** Opening DATA LISTING block **
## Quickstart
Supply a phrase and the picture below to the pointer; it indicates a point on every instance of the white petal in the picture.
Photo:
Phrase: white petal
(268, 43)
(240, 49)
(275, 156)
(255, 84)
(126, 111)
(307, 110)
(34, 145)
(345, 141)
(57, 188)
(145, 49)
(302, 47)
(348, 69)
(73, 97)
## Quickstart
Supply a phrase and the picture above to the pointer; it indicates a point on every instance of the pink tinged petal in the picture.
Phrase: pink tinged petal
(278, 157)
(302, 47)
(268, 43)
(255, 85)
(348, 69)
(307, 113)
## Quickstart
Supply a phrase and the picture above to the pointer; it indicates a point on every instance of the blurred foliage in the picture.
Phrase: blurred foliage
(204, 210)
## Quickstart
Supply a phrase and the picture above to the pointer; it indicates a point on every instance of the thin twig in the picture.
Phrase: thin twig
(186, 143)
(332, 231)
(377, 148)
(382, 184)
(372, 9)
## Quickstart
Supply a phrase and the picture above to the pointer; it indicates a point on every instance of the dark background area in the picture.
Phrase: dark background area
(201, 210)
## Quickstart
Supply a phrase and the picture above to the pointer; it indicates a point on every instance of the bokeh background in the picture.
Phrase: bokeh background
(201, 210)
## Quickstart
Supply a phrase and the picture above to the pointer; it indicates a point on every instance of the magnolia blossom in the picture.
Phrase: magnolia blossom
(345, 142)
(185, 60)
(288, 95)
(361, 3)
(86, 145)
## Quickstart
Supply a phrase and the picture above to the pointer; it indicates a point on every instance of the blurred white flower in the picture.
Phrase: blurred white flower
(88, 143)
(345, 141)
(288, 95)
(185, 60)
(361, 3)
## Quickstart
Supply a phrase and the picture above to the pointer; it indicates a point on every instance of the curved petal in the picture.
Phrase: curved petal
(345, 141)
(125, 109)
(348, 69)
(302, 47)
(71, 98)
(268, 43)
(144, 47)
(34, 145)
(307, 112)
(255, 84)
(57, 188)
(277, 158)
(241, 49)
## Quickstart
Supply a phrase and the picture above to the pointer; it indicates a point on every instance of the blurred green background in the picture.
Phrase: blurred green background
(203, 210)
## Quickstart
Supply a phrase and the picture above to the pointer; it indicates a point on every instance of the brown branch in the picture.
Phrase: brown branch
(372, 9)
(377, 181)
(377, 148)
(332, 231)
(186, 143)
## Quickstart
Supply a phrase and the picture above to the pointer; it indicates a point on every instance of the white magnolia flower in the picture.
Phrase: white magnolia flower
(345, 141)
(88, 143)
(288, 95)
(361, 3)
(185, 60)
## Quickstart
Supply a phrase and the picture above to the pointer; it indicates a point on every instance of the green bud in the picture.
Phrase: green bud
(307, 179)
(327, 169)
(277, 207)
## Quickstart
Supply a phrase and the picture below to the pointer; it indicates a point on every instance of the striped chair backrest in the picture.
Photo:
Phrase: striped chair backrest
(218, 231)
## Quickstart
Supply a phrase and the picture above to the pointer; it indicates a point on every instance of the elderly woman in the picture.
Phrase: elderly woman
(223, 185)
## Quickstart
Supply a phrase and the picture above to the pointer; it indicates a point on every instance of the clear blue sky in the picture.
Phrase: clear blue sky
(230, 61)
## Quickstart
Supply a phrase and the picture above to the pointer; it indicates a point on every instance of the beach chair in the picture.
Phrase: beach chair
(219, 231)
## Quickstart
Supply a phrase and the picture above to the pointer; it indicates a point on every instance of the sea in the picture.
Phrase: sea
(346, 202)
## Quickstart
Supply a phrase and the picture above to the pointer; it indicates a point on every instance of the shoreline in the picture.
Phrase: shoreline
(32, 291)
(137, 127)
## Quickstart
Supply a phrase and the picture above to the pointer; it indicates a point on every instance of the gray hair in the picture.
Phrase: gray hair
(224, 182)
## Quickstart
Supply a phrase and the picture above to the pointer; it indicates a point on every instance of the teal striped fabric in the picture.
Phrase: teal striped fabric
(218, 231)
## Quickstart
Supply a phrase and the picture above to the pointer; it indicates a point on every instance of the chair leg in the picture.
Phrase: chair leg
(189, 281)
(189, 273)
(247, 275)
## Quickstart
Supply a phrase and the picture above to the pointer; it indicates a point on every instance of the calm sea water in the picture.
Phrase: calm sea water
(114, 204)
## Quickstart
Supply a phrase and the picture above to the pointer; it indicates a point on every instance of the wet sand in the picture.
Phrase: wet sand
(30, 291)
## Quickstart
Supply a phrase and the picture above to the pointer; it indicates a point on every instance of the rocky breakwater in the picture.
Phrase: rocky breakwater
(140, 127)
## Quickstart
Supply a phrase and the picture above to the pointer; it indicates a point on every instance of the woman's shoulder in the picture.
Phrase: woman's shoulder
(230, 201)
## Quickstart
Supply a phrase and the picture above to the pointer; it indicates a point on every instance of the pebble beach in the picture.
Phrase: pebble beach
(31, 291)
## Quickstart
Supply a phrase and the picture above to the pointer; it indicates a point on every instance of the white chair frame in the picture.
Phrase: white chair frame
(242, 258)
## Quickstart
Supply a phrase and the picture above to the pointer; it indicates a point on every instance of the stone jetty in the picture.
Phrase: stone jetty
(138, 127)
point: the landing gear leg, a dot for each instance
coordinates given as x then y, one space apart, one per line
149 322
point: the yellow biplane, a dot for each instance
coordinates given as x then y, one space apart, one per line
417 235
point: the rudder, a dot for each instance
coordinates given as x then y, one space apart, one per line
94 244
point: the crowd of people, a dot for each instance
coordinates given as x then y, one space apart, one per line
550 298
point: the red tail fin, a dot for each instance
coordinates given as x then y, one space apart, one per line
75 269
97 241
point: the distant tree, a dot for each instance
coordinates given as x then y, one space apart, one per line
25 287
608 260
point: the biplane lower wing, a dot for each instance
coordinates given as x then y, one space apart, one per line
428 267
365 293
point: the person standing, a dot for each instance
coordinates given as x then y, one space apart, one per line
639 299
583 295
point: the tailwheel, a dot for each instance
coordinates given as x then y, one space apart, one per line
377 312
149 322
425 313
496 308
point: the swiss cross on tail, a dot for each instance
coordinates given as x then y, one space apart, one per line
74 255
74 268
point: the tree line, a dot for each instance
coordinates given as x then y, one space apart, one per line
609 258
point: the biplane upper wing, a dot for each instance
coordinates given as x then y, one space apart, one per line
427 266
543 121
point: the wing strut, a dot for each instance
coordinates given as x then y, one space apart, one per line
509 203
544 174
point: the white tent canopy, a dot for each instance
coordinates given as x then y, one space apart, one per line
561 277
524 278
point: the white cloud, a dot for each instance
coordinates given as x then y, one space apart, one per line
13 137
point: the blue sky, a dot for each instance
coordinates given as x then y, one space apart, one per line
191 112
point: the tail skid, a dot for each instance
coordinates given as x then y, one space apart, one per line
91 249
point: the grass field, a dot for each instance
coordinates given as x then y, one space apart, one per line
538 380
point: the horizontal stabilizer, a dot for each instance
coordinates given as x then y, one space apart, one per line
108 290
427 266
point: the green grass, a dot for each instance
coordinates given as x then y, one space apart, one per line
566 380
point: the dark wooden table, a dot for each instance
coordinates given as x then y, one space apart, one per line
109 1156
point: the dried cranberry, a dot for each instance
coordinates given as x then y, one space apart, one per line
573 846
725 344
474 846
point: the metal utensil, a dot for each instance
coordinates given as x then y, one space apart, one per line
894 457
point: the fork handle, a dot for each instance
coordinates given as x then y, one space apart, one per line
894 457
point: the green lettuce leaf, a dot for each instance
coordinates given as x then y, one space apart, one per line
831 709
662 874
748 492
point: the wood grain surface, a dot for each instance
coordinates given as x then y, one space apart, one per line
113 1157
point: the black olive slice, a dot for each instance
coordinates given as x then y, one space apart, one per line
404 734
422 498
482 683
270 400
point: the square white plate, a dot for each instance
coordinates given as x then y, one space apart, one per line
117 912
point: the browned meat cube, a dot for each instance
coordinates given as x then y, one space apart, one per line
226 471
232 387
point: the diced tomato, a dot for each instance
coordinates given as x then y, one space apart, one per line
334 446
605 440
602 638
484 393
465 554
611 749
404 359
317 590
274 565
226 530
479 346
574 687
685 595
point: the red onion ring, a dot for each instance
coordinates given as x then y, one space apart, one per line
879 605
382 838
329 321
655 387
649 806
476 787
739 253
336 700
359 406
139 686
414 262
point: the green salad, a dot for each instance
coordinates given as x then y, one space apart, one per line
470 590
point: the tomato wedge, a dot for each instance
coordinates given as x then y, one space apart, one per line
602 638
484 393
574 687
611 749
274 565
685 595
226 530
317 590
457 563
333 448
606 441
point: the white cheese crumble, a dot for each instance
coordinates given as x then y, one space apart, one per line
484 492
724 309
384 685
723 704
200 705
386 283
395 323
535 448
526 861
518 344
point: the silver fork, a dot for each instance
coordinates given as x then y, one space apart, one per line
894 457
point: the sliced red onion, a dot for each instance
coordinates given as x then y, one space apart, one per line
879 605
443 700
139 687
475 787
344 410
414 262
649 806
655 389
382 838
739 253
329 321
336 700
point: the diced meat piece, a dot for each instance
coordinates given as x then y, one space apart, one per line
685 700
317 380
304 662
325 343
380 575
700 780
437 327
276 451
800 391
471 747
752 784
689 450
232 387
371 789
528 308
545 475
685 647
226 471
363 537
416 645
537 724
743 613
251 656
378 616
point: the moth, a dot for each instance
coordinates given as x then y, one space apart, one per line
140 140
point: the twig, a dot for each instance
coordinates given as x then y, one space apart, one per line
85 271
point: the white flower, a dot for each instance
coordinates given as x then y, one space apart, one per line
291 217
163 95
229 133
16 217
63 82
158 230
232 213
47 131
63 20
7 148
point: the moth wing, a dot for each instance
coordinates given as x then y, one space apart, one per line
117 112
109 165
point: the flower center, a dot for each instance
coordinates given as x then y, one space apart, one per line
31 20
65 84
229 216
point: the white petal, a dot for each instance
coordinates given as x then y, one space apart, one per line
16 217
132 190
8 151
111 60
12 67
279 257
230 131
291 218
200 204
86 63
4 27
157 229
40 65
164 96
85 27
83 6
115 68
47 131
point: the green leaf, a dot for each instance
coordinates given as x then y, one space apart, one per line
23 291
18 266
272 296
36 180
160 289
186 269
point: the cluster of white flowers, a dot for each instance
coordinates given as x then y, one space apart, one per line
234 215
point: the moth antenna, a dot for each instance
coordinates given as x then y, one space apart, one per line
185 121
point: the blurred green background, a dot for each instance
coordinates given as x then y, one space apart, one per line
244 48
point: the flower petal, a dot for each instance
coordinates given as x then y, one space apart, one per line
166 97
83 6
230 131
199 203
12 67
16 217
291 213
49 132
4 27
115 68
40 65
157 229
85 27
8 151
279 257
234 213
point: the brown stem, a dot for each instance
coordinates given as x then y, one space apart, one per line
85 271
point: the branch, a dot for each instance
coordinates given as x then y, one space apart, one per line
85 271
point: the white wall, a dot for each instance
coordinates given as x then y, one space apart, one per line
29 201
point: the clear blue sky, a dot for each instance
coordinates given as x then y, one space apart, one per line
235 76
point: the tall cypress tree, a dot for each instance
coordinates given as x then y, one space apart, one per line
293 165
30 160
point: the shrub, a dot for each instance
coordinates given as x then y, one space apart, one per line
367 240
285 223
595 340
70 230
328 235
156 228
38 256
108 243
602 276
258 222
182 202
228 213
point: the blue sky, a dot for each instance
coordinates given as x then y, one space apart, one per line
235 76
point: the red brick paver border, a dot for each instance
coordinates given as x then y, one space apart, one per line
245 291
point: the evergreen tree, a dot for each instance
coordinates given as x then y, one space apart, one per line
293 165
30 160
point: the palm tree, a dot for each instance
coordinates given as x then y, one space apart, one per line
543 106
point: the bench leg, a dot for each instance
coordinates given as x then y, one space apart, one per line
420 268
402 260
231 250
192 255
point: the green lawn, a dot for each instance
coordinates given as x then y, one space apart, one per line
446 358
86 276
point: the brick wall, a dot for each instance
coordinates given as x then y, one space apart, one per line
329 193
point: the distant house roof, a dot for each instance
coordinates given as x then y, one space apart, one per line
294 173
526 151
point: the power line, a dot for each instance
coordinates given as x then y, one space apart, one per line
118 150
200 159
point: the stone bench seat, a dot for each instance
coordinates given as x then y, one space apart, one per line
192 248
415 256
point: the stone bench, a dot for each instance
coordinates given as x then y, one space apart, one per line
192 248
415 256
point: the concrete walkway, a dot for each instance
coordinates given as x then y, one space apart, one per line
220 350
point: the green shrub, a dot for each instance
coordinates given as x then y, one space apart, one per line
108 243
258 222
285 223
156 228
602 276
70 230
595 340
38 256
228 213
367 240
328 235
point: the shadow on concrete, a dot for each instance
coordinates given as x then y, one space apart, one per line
** Closing DATA LISTING block **
INSTRUCTIONS TO FOLLOW
Look through the material and copy each line that has "below".

SOLUTION
Supply a phrase and the picture below to the pointer; it indicates a point on every instance of the white petal in the picture.
Supply a phrase and the picture below to the pointer; it indicates a point on every instance of the striped chair backrest in the picture.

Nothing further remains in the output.